Requirement:
For the string "boat", find every matching line in the records and copy it.

[Collected data entries]

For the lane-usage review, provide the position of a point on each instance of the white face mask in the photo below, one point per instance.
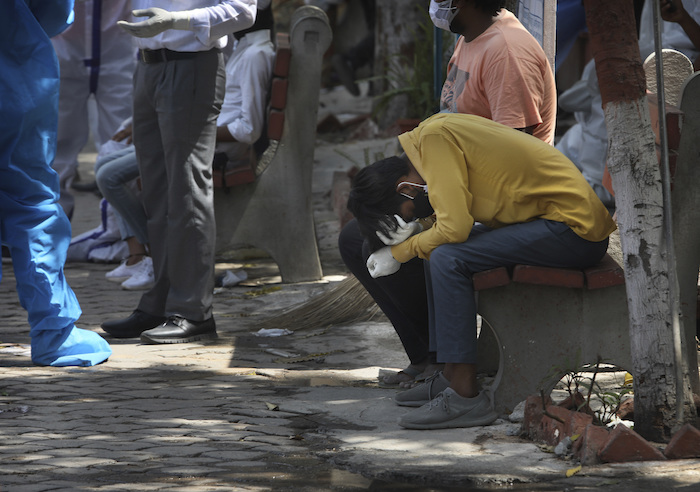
(442, 14)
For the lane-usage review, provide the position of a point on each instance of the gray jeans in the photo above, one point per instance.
(176, 105)
(451, 301)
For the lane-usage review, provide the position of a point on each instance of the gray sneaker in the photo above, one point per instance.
(423, 393)
(448, 410)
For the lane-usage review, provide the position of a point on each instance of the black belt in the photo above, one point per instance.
(157, 56)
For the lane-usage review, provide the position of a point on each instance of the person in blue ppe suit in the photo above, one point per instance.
(32, 224)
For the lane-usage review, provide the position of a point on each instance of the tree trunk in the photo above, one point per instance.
(397, 29)
(636, 178)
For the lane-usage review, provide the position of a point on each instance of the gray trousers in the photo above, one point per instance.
(176, 105)
(451, 302)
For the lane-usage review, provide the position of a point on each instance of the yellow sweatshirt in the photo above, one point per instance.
(481, 171)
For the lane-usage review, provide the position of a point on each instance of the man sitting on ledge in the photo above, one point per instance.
(500, 197)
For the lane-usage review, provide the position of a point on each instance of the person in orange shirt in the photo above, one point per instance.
(500, 72)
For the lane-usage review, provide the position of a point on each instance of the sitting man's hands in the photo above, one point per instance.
(159, 20)
(381, 263)
(404, 231)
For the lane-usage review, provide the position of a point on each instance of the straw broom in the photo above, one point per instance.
(346, 302)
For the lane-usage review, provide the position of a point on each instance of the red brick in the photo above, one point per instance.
(626, 445)
(592, 440)
(577, 423)
(573, 402)
(497, 277)
(685, 443)
(605, 274)
(275, 125)
(626, 410)
(533, 415)
(557, 277)
(552, 431)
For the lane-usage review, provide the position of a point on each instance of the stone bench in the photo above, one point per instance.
(539, 323)
(272, 211)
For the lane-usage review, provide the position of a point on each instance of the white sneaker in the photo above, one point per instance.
(124, 271)
(143, 279)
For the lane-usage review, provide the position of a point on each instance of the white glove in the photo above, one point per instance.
(381, 263)
(159, 20)
(402, 233)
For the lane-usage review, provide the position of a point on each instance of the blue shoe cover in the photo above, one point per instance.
(69, 347)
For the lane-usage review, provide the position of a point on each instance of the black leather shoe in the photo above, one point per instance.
(132, 326)
(180, 330)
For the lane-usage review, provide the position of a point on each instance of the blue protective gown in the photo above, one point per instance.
(32, 224)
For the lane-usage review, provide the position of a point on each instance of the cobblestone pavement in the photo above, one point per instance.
(250, 413)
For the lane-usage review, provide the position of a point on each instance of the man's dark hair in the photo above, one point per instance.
(490, 7)
(373, 198)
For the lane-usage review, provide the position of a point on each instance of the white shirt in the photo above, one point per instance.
(75, 45)
(210, 21)
(248, 74)
(672, 34)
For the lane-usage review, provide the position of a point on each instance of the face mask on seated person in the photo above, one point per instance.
(442, 14)
(421, 204)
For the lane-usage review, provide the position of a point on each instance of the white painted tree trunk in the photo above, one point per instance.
(636, 179)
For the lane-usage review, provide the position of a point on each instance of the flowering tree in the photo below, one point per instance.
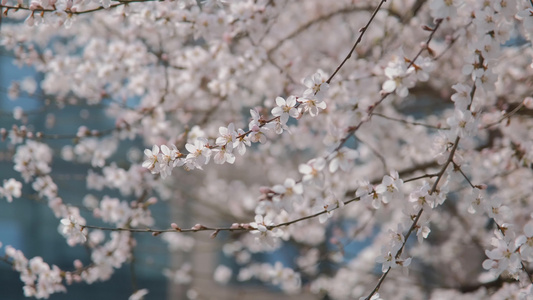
(404, 124)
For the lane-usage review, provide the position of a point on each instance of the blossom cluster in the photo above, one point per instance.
(422, 130)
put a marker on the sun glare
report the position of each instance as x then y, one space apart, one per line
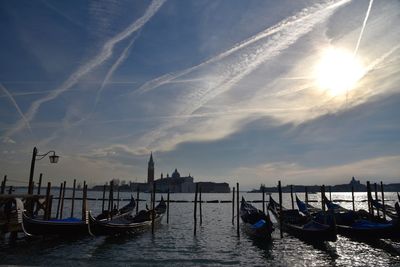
338 71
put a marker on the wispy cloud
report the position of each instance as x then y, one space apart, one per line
105 53
233 65
16 106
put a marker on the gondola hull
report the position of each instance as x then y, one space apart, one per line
311 235
38 227
114 228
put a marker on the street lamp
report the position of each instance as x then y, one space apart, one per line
35 156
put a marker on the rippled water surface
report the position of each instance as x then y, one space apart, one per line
216 242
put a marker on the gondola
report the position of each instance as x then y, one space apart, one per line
128 208
256 222
127 223
64 227
301 226
356 224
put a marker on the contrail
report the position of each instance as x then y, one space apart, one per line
104 54
164 79
109 74
363 28
16 106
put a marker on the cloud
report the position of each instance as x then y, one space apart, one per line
105 53
294 173
16 106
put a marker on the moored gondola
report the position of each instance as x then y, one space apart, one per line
256 223
64 227
127 223
301 226
357 224
127 209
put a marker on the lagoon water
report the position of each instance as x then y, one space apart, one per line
216 242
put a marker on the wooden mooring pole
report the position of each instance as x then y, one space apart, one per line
104 197
40 183
237 209
47 211
306 194
73 199
200 208
195 209
383 201
233 206
291 196
62 199
117 196
153 208
280 208
263 198
376 197
369 198
3 185
84 202
137 199
59 201
168 206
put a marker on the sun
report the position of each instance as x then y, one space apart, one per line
338 71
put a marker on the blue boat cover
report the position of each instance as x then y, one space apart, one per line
364 224
259 224
71 219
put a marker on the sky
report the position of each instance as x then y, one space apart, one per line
306 92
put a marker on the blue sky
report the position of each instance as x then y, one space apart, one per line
224 90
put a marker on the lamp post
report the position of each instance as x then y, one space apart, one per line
35 156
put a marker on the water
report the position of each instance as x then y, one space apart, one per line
216 242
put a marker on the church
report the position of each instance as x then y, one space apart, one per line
181 184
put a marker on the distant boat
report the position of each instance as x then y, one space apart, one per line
257 223
127 224
301 226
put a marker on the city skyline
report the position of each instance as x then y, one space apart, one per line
306 92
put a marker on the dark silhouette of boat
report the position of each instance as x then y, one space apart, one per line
302 227
128 224
256 223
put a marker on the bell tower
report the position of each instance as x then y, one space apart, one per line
150 170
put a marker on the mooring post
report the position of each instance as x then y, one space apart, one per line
62 199
263 198
195 209
291 196
168 206
104 197
40 183
233 206
84 202
111 196
59 201
3 184
117 196
376 198
280 208
306 194
153 211
137 199
323 197
48 204
73 199
201 210
237 209
369 198
383 201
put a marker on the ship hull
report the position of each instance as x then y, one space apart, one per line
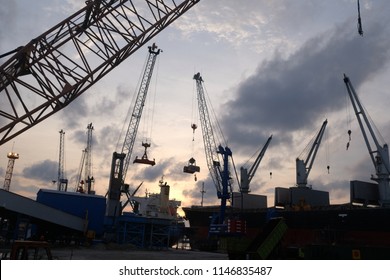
323 233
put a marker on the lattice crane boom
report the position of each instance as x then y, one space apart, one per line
246 176
379 153
52 70
304 165
140 100
210 146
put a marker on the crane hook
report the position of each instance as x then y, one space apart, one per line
193 126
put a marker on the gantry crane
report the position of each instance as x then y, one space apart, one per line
48 73
121 160
246 176
219 174
380 156
304 165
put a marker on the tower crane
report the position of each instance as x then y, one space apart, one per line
379 154
246 176
62 182
120 161
219 174
303 166
12 156
53 69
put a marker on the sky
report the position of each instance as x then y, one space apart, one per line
269 68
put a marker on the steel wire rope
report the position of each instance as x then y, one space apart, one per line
129 111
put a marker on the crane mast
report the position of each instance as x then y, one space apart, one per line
210 146
379 154
45 75
121 161
303 166
246 176
135 118
219 175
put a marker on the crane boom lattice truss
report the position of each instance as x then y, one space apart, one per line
246 176
135 118
380 156
219 174
55 68
305 164
210 146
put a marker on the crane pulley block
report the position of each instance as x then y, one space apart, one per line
144 159
191 167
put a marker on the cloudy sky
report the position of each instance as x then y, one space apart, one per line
270 67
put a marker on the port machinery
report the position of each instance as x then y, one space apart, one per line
46 74
65 61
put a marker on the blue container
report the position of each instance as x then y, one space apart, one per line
86 206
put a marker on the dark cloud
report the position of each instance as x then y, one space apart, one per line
288 94
73 116
46 170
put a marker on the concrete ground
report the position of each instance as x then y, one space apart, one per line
105 252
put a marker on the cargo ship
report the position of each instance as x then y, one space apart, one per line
355 230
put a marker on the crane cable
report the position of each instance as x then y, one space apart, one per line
129 112
348 112
153 101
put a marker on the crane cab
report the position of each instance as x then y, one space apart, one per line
144 159
191 167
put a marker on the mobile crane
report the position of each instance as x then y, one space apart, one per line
219 174
380 156
53 69
120 161
246 176
304 165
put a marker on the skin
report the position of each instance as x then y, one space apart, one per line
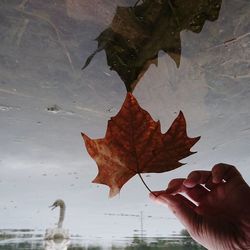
215 209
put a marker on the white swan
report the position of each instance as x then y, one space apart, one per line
58 232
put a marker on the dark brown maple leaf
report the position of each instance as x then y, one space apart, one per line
134 144
137 34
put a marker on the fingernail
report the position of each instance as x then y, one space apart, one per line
188 183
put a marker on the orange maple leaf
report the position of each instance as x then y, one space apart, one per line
134 144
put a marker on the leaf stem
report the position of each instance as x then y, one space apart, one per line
145 184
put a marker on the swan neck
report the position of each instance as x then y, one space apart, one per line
61 216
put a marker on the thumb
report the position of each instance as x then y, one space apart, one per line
183 209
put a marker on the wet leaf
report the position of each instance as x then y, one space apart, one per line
138 33
134 144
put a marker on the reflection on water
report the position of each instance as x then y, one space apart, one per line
34 240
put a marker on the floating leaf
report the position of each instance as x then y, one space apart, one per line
138 33
134 144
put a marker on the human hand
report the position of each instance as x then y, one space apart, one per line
217 213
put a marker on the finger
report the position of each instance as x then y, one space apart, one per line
224 172
197 177
175 186
197 193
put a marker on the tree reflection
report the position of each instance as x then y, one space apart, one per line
10 240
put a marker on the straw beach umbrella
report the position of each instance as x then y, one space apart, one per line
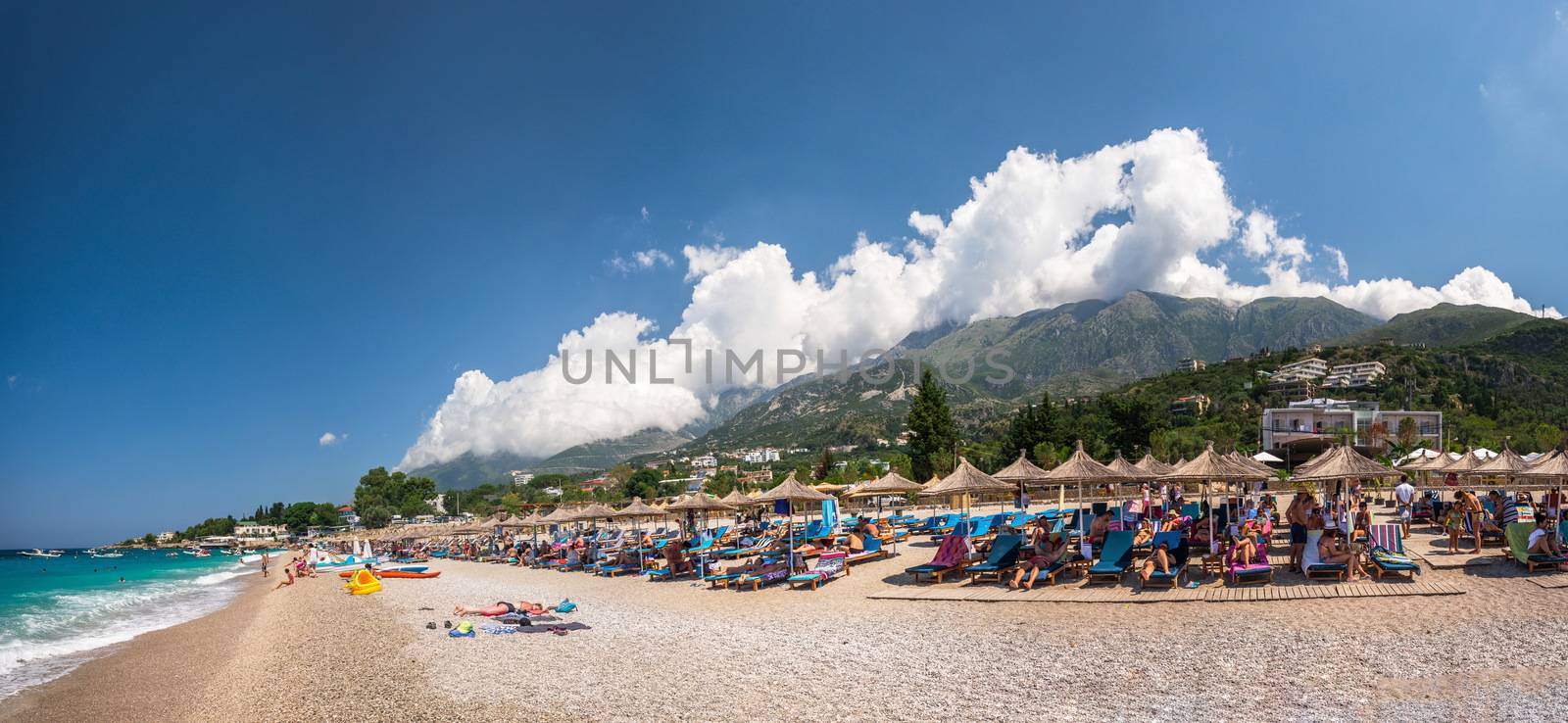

Written solution:
put a marker on the blue boat cover
put a marker on the distant boat
put a marker on the dark silhouette of boat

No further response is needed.